§ EXERCISE MATERIALS:
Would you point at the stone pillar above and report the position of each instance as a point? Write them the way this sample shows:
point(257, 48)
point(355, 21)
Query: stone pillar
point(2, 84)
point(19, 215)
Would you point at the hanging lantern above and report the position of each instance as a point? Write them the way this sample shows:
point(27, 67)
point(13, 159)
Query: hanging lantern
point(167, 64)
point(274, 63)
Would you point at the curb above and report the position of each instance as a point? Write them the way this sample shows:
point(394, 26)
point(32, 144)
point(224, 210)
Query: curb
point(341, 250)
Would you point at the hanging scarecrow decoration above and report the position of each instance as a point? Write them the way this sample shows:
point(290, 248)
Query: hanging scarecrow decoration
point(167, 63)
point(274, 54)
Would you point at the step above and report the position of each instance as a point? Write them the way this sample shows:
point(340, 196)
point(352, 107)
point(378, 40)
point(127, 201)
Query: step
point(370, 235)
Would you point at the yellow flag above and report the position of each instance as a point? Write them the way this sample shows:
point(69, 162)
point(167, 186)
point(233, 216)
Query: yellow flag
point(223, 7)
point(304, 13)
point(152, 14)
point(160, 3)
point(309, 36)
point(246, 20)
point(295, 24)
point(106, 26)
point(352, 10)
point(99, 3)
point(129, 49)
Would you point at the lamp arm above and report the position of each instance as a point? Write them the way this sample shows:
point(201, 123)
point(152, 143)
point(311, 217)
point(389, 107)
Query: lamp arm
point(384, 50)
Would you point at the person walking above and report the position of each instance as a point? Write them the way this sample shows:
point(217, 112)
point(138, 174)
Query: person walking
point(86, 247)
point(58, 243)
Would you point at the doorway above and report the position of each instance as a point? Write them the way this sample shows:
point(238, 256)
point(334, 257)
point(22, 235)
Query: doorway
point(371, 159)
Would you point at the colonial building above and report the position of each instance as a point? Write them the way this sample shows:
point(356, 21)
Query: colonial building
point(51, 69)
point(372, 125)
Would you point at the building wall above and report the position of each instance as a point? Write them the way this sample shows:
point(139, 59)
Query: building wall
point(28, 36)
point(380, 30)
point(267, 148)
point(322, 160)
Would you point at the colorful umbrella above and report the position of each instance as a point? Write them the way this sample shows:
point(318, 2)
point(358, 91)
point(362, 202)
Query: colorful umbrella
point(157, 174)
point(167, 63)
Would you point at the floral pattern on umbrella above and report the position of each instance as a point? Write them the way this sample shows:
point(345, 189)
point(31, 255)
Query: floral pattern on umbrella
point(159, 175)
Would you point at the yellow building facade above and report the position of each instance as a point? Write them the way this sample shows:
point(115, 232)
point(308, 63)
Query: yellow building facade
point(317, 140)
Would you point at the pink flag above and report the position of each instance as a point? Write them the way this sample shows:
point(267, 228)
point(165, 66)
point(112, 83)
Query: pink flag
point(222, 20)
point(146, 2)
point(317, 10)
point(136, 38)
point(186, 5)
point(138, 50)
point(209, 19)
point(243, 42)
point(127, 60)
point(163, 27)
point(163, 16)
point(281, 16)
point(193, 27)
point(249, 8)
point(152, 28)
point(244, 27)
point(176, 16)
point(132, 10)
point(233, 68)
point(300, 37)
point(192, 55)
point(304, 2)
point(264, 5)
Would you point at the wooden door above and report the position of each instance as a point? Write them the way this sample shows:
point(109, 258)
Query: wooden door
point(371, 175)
---
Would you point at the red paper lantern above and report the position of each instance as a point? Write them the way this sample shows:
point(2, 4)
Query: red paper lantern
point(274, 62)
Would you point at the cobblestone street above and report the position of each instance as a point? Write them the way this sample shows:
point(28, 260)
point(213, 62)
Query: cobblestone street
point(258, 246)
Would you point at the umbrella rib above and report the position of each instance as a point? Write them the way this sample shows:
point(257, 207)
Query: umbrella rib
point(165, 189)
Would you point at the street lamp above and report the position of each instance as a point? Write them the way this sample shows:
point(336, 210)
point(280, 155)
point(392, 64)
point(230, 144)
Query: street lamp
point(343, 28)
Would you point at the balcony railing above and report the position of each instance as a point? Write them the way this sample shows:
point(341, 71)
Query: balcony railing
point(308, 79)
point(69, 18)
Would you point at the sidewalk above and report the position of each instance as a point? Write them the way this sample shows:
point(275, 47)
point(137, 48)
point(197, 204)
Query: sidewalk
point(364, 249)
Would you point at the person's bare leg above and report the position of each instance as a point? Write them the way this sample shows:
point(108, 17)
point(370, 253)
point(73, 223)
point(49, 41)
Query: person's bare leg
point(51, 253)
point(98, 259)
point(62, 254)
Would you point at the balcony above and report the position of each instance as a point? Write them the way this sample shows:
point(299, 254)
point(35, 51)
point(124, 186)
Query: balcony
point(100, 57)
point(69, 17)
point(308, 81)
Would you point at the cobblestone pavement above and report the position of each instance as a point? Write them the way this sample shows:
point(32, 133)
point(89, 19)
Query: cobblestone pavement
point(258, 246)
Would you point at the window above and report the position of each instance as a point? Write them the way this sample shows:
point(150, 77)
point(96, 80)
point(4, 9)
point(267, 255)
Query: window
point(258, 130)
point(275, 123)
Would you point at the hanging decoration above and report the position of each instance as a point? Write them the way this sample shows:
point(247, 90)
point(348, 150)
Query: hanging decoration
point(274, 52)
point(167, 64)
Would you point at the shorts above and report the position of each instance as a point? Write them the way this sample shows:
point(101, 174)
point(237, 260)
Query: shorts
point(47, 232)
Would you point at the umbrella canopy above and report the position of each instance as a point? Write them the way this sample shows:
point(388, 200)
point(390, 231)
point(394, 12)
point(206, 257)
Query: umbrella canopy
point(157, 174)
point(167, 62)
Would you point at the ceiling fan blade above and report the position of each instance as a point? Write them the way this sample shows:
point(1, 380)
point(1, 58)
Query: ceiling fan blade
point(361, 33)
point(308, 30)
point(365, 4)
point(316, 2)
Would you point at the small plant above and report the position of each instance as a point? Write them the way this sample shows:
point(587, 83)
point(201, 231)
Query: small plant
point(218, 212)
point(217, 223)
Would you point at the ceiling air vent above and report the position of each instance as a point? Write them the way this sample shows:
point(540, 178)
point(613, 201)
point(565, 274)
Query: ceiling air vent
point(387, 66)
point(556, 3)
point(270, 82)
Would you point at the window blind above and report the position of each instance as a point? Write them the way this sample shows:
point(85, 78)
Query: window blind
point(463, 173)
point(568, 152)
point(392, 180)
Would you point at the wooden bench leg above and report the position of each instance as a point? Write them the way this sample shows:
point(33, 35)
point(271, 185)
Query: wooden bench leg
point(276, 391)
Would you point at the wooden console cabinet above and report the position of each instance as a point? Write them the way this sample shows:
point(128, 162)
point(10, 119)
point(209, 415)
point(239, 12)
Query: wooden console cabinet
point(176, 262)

§ DO THIS: Rewrite every line of the records, requests included, starting at the line containing "Would you point at the pink" and ending at the line containing "point(371, 175)", with 10 added to each coordinate in the answer points. Leave the numbers in the requests and their format samples unchanged.

§ THE SOLUTION:
Would you point at the pink flag above and report the position of each instance as a point? Write them the way this sample shows:
point(267, 228)
point(165, 66)
point(112, 83)
Query: pink flag
point(232, 30)
point(156, 12)
point(327, 20)
point(146, 48)
point(196, 15)
point(148, 60)
point(219, 29)
point(253, 52)
point(137, 70)
point(173, 37)
point(173, 26)
point(291, 26)
point(203, 37)
point(259, 18)
point(162, 38)
point(254, 37)
point(186, 26)
point(142, 20)
point(243, 78)
point(310, 47)
point(202, 65)
point(314, 12)
point(274, 15)
Would you point at the wooden door above and report the position of each instance as a point? Write them the way this sample shows:
point(109, 258)
Query: wooden door
point(381, 185)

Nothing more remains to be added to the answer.